### RECORDS
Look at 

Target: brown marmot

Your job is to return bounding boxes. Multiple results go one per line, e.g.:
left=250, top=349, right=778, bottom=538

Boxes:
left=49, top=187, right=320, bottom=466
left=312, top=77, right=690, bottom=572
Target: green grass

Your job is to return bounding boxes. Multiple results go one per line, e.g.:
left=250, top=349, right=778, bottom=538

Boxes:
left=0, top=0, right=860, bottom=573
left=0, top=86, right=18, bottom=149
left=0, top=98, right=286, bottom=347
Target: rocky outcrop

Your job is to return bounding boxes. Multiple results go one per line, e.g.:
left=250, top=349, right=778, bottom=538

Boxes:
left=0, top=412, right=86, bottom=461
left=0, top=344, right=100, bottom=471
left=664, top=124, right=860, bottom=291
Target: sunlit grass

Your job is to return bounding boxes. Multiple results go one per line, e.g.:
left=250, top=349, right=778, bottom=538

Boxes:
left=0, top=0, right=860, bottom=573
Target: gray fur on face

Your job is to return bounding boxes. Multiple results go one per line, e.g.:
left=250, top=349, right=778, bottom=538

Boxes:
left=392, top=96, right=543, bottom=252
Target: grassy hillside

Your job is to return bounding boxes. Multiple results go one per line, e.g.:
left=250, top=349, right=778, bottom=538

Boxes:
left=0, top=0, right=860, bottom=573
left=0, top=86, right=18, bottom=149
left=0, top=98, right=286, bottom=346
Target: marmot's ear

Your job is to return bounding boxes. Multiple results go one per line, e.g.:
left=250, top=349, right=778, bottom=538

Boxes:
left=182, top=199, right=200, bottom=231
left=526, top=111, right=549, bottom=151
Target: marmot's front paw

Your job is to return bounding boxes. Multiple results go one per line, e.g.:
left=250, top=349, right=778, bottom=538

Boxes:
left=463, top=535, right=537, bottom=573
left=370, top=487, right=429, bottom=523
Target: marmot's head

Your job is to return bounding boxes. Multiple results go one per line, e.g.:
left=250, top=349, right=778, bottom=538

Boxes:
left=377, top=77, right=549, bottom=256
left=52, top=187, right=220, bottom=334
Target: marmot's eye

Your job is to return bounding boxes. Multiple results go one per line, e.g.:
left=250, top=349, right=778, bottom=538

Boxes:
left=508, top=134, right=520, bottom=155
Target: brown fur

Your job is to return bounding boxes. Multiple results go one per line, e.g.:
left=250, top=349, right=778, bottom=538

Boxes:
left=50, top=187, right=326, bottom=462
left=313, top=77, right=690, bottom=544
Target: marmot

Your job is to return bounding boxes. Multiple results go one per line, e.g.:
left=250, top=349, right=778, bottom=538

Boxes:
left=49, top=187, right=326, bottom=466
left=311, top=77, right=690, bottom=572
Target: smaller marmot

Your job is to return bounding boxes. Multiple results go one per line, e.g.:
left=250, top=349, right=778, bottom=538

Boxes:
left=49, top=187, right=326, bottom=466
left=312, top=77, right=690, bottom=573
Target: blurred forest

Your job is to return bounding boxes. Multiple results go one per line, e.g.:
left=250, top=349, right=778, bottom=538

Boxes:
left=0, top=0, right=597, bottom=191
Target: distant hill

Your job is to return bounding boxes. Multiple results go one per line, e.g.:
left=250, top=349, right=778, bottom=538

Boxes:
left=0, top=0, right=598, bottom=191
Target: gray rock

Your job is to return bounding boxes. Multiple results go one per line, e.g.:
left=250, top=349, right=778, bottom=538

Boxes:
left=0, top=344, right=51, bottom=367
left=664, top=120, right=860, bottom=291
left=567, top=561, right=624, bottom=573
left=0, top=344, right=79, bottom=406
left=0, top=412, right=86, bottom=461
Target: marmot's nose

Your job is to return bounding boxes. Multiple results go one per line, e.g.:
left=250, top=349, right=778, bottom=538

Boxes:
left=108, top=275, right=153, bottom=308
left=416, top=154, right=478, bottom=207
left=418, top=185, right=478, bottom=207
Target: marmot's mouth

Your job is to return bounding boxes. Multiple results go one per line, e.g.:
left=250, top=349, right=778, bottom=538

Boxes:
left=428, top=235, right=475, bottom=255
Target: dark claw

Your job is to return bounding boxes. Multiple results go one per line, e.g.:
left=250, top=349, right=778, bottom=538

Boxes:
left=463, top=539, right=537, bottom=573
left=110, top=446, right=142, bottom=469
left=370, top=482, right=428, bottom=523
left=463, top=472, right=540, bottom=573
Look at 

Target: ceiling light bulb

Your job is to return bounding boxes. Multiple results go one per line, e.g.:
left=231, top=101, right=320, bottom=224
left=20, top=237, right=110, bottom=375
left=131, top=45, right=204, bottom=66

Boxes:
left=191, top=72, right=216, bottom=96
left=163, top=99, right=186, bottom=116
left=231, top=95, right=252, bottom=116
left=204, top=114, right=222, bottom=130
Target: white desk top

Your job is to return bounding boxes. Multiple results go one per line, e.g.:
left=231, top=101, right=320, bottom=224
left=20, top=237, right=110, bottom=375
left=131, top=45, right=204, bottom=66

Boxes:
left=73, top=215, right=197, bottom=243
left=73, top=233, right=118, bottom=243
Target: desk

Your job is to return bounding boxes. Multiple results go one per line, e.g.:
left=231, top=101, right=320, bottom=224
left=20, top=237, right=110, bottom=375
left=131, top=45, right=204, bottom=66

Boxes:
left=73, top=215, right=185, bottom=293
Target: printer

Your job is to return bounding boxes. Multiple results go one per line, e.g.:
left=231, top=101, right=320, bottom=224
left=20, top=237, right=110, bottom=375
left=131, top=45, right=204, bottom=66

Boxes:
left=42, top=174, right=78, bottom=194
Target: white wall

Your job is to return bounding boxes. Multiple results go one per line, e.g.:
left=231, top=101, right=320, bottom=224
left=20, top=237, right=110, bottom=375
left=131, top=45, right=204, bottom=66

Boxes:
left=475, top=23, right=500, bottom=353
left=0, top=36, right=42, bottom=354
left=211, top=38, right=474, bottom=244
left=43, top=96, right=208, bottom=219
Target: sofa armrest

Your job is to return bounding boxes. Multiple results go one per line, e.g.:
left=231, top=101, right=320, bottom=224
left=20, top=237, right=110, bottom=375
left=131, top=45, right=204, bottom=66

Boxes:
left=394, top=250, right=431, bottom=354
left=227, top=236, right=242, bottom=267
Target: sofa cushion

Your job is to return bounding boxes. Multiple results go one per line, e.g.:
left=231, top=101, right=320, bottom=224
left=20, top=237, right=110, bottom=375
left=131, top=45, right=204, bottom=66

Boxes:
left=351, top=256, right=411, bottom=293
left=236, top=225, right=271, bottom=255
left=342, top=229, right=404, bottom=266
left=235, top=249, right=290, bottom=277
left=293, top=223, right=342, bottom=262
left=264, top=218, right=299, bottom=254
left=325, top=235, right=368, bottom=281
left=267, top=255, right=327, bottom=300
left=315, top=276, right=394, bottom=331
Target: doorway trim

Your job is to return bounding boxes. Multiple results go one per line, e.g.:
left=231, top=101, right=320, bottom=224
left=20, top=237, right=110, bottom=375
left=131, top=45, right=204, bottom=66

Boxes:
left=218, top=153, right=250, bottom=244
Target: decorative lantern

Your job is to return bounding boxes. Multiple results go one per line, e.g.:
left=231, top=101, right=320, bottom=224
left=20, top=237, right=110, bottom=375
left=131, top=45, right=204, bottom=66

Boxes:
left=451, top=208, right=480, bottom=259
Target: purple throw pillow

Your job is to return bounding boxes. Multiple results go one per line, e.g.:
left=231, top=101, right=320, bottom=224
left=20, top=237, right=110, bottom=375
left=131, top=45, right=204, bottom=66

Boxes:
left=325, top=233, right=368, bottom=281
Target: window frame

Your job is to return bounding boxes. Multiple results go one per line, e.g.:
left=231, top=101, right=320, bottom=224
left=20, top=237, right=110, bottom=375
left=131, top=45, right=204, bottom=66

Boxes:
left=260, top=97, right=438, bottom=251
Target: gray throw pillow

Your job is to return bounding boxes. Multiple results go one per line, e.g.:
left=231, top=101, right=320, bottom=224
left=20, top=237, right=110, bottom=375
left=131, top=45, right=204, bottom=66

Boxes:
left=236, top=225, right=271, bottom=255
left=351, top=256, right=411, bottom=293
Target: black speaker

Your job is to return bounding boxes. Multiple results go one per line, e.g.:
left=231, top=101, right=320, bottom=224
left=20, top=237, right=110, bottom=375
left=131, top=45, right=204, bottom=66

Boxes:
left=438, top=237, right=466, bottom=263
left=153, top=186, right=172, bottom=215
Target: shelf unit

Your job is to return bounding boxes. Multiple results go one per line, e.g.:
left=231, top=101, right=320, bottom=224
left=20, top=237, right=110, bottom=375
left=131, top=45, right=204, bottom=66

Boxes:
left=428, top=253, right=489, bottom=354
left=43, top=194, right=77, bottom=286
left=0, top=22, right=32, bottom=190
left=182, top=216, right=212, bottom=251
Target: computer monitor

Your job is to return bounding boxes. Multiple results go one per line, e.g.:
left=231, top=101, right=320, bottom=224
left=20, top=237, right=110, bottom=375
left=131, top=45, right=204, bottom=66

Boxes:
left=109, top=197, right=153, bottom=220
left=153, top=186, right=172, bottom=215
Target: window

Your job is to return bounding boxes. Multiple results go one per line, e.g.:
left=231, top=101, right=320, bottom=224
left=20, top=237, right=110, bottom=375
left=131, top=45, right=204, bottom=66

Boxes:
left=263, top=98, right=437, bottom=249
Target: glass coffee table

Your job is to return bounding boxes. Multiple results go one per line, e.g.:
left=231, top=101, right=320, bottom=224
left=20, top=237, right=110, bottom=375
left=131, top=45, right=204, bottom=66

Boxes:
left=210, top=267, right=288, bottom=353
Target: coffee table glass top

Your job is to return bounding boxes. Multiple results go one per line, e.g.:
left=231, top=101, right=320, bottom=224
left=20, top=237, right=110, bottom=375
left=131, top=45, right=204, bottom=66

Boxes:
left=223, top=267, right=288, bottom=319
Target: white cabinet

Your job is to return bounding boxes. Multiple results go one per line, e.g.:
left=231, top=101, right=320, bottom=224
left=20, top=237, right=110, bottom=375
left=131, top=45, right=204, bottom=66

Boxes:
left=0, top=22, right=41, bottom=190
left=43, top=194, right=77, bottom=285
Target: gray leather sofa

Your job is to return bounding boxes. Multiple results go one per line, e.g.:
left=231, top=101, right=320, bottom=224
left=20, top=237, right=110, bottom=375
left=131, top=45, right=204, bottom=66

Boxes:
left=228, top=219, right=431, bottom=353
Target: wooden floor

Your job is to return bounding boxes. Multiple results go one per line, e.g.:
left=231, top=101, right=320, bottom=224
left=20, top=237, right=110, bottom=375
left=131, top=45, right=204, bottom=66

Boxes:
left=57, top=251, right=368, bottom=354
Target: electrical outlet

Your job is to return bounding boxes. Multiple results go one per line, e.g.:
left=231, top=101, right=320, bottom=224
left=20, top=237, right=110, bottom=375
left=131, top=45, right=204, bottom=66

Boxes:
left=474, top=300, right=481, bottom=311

### WHAT THE TASK REQUIRES
Convert the stretch of records from the line containing "Target: marmot's front paw" through the line containing "left=370, top=487, right=429, bottom=523" into a two-column CSV with the headers input and output. Give one row per record, with each field in double quotes and line breaks replaced by spaces.

### FULL SOLUTION
input,output
"Target: marmot's front paw Your job is to return bounding boxes. Multiple results go one per line, e.g.: left=250, top=349, right=778, bottom=538 Boxes:","left=463, top=535, right=537, bottom=573 left=370, top=487, right=429, bottom=523"